Starting with the line that contains "the woman's left", write out each line through the end of the listing, unchanged. Output nothing else.

-- begin Task input --

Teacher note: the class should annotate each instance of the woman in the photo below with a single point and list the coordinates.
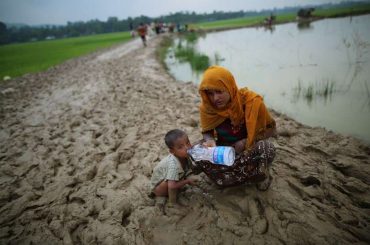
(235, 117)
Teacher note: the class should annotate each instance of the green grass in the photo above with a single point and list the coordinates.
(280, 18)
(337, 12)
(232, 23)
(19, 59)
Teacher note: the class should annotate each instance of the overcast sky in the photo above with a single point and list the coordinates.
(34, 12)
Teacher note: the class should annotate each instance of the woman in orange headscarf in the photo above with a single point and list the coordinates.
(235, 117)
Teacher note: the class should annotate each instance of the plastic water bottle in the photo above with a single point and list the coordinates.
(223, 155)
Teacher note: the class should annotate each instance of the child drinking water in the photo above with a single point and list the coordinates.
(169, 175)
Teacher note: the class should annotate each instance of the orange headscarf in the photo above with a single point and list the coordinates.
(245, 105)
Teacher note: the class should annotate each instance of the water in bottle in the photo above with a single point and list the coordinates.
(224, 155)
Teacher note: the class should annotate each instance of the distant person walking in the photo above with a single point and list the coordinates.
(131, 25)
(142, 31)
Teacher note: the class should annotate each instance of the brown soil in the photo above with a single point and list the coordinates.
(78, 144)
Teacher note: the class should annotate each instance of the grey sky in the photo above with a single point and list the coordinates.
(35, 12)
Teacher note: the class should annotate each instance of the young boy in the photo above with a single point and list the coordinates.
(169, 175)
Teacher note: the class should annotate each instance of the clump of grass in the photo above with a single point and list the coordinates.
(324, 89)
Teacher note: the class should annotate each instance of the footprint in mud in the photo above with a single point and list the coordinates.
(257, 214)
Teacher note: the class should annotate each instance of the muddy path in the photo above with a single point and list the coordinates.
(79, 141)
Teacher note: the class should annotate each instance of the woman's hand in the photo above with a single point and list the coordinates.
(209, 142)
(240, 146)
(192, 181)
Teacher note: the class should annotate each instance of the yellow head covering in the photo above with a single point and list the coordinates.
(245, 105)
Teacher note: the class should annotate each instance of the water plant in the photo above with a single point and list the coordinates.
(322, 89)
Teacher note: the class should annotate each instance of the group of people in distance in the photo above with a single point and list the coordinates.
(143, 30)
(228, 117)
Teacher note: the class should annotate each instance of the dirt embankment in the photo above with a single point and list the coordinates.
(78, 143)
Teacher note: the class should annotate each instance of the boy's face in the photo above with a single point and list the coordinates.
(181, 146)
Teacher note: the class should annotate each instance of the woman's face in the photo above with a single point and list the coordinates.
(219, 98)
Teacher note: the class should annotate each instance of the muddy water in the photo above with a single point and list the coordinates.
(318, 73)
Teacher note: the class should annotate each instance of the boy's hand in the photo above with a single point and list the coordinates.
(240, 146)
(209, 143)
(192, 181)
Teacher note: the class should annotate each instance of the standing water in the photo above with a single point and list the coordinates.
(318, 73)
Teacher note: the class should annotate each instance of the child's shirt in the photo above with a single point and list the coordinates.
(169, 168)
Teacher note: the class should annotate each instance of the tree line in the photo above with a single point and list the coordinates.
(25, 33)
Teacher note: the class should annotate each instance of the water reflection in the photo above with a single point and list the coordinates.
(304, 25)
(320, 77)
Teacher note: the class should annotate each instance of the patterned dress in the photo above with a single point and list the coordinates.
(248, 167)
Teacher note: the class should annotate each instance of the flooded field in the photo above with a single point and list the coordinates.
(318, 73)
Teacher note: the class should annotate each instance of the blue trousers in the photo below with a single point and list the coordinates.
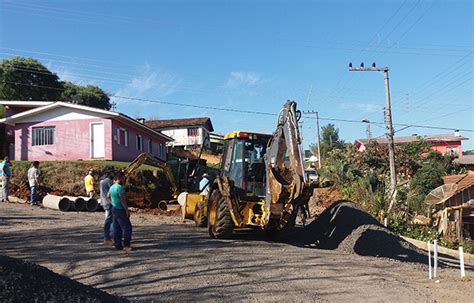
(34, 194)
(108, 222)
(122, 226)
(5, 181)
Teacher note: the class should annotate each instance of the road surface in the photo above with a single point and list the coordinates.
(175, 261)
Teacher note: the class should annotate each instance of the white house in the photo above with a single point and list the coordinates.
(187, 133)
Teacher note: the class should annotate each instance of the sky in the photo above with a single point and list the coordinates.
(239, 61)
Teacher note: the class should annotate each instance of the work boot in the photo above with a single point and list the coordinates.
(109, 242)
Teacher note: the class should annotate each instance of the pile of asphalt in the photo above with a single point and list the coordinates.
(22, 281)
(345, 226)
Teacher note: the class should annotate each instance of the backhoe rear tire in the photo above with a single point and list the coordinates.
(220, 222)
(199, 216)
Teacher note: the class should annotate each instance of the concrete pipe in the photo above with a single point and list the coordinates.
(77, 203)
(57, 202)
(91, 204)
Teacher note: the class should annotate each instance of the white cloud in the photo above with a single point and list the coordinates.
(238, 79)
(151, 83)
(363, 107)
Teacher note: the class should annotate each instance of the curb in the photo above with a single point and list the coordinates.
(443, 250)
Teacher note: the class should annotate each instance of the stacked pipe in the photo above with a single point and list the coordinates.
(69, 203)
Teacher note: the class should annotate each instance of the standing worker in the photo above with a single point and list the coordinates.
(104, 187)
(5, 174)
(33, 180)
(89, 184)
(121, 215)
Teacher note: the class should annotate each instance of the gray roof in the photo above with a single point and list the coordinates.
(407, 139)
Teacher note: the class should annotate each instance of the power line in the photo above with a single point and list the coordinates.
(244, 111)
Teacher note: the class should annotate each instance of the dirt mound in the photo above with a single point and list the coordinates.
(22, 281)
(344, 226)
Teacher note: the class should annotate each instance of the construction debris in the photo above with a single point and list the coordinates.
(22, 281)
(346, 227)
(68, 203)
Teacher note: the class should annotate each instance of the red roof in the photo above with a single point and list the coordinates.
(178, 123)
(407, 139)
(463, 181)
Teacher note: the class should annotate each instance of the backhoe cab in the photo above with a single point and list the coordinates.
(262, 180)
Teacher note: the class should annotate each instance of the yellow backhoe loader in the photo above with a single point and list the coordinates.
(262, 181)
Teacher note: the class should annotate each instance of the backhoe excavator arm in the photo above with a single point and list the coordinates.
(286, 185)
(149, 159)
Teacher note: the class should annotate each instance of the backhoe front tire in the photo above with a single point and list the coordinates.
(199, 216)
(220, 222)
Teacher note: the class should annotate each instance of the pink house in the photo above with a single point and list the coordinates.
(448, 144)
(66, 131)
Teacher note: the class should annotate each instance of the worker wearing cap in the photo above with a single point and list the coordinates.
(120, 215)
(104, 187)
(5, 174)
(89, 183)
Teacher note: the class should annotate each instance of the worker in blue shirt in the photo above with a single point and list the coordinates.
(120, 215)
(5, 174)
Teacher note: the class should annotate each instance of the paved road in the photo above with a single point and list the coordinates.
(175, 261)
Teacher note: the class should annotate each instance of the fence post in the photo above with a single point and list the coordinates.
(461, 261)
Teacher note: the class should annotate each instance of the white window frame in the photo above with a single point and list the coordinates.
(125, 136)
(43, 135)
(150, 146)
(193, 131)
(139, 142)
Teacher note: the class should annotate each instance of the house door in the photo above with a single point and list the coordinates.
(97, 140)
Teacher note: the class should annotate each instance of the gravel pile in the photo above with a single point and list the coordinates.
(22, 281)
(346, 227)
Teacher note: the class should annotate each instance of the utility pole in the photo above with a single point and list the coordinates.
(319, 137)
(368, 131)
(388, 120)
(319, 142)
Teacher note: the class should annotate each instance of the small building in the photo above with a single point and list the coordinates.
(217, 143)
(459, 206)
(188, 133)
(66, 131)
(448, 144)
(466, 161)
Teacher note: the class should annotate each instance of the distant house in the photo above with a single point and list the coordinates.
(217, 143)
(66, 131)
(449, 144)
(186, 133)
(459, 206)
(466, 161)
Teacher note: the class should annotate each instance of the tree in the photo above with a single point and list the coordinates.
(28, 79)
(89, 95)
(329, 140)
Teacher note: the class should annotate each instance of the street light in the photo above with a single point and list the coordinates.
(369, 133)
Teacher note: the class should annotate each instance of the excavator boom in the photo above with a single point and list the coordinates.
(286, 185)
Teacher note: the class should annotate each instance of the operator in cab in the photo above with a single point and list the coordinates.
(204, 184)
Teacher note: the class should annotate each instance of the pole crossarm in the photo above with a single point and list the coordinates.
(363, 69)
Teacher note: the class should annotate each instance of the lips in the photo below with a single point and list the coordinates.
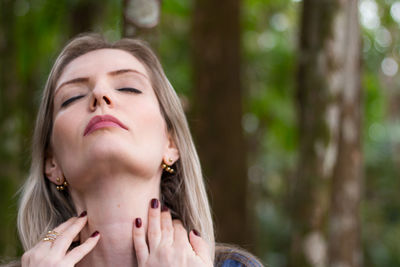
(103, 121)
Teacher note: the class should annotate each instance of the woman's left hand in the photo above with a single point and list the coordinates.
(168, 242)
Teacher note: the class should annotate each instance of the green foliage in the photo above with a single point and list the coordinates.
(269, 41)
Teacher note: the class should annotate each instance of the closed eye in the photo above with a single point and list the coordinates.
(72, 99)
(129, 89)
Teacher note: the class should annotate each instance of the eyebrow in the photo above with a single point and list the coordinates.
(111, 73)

-- end Task input --

→ **Final result**
Teacher note: the class should annotate each instance of the woman's left hand in the photo above with a single point and list the coordinates.
(168, 242)
Teacher note: the class should annotate each instance of the green foliage in the photo above with a single point and list the coordinates.
(269, 41)
Teacher note: the class should annotate each instance of the closed eye in the photo above with a single point and list the coordinates.
(72, 99)
(129, 89)
Teacher note: the class should annotate each instance of the eyebrow in the photo above with a single point and list the coordinates.
(111, 73)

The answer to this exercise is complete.